**Série d'exercices**
A. Dans le texte sur les producteurs de fraises, de combien les importations ont-elles baissé en mars 2020 selon le ministère de l'Agriculture et de l'Alimentation ?
B. Reprenez le texte sur les producteurs de fraises et d'asperges et poursuivez-le après sa dernière phrase.

━━ Texte de lecture ━━

En mars 2020, les producteurs de fraises et d’asperges avaient été déclarés en situation de crise conjoncturelle avec le confinement et la fermeture des restaurants et des marchés. Le gouvernement avait alors appelé à la consommation locale et demandé aux grandes surfaces de mettre en avant les productions françaises. Les importations, principalement espagnoles, avaient alors baissé de 25 % en mars 2020 selon le ministère de l’Agriculture et de l’Alimentation. La publicité mettait en avant la provenance des produits. La campagne avait porté ses fruits, dans une période où le revenu disponible des ménages progressait avec la baisse de la consommation liée aux loisirs.
- Virginie Fraysse, présidente du syndicat de la fraise de Carpentras. Elle fait partie de la quatrième génération de sa famille à cultiver la fraise de Carpentras. © Anouk Anglade / Reporterre
Cette année, les spots publicitaires mettent en avant les produits d’imports premiers prix. L’incitation à la consommation locale est bien loin derrière. « Les années Covid, on aurait souhaité que ça continue », dit Virginie Fraysse. Elle aimerait que le gouvernement les épaule à nouveau. De nombreux producteurs plaident pour une régulation des importations et des marges réalisées par la grande distribution. « Il faut que l’on réinvente nos relations avec la grande distribution, on a besoin d’eux et ils ont besoin de nous, explique l’agricultrice. Mais pour ça, il faut des décisions politiques ».

━━━
━━ Entrées de données ━━

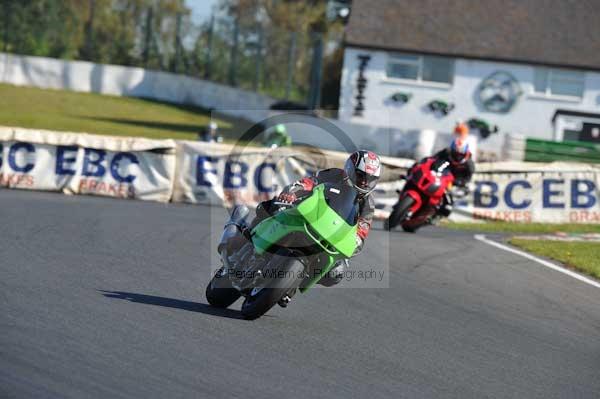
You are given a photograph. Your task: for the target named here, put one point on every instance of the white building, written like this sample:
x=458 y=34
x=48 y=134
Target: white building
x=518 y=65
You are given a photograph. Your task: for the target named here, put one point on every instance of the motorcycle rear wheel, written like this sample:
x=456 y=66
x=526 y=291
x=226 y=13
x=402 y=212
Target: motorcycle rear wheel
x=220 y=293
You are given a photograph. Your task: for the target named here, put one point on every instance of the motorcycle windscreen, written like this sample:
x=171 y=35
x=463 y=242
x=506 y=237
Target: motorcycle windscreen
x=331 y=212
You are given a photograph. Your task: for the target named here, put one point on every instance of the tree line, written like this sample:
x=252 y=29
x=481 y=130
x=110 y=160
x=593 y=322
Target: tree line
x=270 y=46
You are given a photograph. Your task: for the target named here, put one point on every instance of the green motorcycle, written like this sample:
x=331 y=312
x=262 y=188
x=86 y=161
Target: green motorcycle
x=288 y=251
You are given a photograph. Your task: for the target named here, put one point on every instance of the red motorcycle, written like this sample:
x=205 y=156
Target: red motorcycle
x=422 y=195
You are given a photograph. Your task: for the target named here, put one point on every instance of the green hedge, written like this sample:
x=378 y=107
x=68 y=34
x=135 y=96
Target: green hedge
x=548 y=151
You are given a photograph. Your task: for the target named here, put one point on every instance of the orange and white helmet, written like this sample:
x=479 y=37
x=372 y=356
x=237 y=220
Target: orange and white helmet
x=363 y=169
x=459 y=150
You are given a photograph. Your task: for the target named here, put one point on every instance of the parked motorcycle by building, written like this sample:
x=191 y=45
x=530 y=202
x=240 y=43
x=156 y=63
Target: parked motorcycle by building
x=291 y=250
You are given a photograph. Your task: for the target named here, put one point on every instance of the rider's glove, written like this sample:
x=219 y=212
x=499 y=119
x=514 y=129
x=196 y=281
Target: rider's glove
x=288 y=198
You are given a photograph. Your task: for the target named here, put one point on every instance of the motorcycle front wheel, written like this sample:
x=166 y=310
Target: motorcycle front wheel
x=286 y=276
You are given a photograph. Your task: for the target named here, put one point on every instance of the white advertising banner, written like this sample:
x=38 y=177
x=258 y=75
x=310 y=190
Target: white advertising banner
x=86 y=164
x=525 y=197
x=224 y=174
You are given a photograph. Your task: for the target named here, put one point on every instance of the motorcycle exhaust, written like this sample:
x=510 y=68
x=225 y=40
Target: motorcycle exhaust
x=234 y=226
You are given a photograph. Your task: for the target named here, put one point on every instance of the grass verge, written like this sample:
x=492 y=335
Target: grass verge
x=93 y=113
x=524 y=228
x=581 y=256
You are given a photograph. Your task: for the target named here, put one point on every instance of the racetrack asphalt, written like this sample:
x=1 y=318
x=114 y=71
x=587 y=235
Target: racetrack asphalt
x=105 y=298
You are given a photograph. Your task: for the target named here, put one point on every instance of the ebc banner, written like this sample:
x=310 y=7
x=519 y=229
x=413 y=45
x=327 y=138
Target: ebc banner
x=554 y=197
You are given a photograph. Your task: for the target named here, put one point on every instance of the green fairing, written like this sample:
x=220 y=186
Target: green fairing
x=316 y=219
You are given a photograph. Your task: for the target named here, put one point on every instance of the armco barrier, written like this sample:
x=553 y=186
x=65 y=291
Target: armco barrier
x=224 y=174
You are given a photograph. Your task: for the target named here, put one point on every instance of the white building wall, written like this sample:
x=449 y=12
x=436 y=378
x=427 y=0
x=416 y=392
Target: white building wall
x=530 y=116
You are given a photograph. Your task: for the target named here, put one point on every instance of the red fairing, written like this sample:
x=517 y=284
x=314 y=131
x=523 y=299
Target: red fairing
x=363 y=228
x=426 y=184
x=307 y=183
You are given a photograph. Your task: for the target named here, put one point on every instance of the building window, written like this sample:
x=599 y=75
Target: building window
x=420 y=68
x=558 y=82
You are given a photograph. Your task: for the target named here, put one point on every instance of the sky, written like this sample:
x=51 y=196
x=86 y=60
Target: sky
x=201 y=9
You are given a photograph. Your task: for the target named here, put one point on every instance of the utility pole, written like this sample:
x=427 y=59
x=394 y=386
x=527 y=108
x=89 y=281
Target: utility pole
x=316 y=73
x=148 y=36
x=6 y=24
x=208 y=61
x=291 y=64
x=178 y=44
x=234 y=50
x=258 y=61
x=89 y=32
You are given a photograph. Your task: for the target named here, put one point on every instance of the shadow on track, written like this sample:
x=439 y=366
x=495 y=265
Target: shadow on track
x=173 y=303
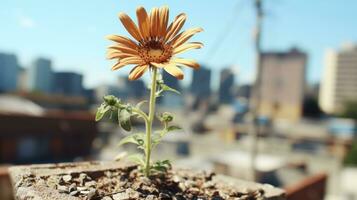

━━━

**Réponses par exercice**
A. Elles ont baissé de 25 %.

B.
39 % des fraises sur le marché proviennent d’Espagne
Selon les chiffres du ministère de l’Agriculture et de l’alimentation datant de 2022, la production nationale annuelle de fraises est estimée à 76 000 tonnes. Elle reste encore largement en deçà de la consommation française de fraises (120 000 tonnes par an). Les fraises importées en France sont principalement espagnoles (à 79 %). En tout, 39 % des fraises sur le marché proviennent d’Espagne. La majorité de ces fraises sont produites dans la province andalouse de Huelva où des pratiques illégales de pompage de l’eau menacent l’écosystème et assèchent le parc naturel espagnol de la Doñana.